▸ Фрагмент текста

Жаль, что Леонид Шимко так редко даёт волю своему очаровательному раблезианскому юмору. Он — словно актёр-комик, пожелавший всенепременно стать трагиком, солнечный клоун Олег Попов в костюме Фауста. В «пространстве серьёзности» — в «чистой философии», в «чистой эстетике» — ему ловить нечего. Когда Леонид Шимко богемно сверхсерьёзен — он смешон. Но когда он сознательно смешит — именно тогда в нём проглядывает, просверкивает нечто подлинное, чистое, талантливое. Шимко протестует против постмодернистской иронии; я разделяю его протест. Но шутка — не помеха традиционализму, особенно если традиционалист умеет шутить (а Шимко шутить умеет).
Эти четыре книги дают исчерпывающее представление о том, как наша современность воспринимает человеческую личность. И о том, в каком состоянии, в каком облике человеческая личность проживает нашу современность.

▸ Исходные данные
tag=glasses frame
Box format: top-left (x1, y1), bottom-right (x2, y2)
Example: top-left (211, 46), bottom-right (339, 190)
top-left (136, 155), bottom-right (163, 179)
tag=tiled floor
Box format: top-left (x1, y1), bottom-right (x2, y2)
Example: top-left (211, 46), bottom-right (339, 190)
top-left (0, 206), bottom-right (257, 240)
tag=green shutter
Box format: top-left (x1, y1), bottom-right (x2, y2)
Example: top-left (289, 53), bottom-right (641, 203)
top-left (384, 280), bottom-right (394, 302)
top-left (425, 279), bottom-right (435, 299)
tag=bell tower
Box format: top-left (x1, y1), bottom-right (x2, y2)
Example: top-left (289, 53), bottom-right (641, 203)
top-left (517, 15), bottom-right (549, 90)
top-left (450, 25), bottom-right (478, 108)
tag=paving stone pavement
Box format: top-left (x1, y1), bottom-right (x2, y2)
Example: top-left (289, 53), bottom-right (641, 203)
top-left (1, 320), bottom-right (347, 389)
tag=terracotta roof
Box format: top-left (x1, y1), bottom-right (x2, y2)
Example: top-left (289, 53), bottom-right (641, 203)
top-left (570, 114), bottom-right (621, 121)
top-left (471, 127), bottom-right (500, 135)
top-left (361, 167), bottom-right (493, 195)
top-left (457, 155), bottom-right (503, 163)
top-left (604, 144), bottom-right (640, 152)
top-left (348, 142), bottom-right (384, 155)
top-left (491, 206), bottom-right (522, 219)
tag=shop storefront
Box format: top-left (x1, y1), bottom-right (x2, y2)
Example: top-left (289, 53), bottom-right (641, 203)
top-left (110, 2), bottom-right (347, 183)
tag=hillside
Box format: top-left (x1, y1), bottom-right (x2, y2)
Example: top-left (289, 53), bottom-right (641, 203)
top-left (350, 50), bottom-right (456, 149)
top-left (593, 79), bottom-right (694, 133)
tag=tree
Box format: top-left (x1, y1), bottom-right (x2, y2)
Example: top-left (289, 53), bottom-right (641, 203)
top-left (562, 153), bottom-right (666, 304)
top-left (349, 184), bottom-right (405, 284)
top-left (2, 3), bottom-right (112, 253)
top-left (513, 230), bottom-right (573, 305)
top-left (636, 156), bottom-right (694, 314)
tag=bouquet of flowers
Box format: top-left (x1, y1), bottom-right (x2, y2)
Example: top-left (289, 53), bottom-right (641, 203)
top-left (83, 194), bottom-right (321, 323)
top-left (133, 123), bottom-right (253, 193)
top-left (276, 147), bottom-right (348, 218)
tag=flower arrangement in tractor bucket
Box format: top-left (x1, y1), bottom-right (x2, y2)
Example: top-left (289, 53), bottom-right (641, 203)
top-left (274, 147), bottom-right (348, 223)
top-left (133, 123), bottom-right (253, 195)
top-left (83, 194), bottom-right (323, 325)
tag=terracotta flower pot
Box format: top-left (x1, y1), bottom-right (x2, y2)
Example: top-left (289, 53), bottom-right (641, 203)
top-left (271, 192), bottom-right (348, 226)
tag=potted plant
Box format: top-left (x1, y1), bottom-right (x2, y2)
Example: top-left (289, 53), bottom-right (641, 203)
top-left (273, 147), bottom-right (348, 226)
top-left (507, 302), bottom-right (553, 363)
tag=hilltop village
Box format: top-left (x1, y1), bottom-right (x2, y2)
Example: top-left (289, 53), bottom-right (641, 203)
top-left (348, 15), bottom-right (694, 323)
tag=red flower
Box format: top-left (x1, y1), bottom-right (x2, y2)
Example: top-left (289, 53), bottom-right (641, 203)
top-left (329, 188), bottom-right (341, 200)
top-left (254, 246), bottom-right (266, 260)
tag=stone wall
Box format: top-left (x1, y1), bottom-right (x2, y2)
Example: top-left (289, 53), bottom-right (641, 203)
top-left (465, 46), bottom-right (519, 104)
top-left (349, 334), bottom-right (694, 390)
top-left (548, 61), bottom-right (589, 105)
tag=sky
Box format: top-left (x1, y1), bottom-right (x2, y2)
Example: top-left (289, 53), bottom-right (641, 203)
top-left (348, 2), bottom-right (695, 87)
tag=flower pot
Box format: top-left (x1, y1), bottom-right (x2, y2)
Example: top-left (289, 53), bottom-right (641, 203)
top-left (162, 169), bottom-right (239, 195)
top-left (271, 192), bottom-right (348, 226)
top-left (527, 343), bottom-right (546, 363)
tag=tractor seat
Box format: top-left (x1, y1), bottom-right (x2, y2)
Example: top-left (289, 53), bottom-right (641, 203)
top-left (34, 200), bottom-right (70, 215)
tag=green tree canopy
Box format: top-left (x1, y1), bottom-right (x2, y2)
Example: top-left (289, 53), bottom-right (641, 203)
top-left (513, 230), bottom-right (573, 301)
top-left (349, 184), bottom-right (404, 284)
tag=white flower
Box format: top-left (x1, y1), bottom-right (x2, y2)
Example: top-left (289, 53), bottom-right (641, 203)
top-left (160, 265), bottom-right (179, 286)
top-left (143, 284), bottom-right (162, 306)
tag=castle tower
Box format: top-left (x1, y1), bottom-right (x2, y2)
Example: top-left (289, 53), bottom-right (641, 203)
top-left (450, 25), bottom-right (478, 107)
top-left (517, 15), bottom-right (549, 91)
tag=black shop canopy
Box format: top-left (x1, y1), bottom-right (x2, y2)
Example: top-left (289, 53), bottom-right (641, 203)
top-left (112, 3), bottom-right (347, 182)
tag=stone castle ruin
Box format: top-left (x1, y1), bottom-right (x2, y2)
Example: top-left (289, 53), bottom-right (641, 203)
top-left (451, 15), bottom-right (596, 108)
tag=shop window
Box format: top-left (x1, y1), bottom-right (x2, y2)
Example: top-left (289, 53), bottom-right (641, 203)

▸ Задание A
Ответьте по фрагменту на вопросы:
(i) С каким клоуном и в каком костюме сравнивается Леонид Шимко?
(ii) Против чего протестует Шимко?
(iii) О чём, согласно фрагменту, дают исчерпывающее представление эти четыре книги?
▸ Задание B
Извлеките из фрагмента текст, начиная со слов «Эти четыре книги» и далее вплоть до слов «проживает нашу современность.».
▸ Задание C
Почему, судя по фрагменту, юмор не противоречит традиционализму Шимко? Объясните в одном–трёх предложениях.
Для работы с фрагментом данные не понадобятся.

▸ Решение A
(i) С солнечным клоуном Олегом Поповым в костюме Фауста.
(ii) Против постмодернистской иронии.
(iii) О том, как наша современность воспринимает человеческую личность, а также о том, в каком состоянии и в каком облике человеческая личность проживает нашу современность.

▸ Решение B
Эти четыре книги дают исчерпывающее представление о том, как наша современность воспринимает человеческую личность. И о том, в каком состоянии, в каком облике человеческая личность проживает нашу современность.

▸ Решение C
Шутка не мешает традиционализму, особенно если традиционалист умеет шутить, а Шимко это умеет. К тому же именно тогда, когда он сознательно смешит, в нём проглядывает нечто подлинное, чистое и талантливое.